● **What you are asked to do**: Return every line of the records that contains the string "player", copying each such line in full.
== Working data ==
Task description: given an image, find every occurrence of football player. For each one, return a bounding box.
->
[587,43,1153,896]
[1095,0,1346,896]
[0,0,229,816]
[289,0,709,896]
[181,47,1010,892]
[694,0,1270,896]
===
● **Final result**:
Task description: given an image, find every occurrence of football player. For each one, return a bounding box.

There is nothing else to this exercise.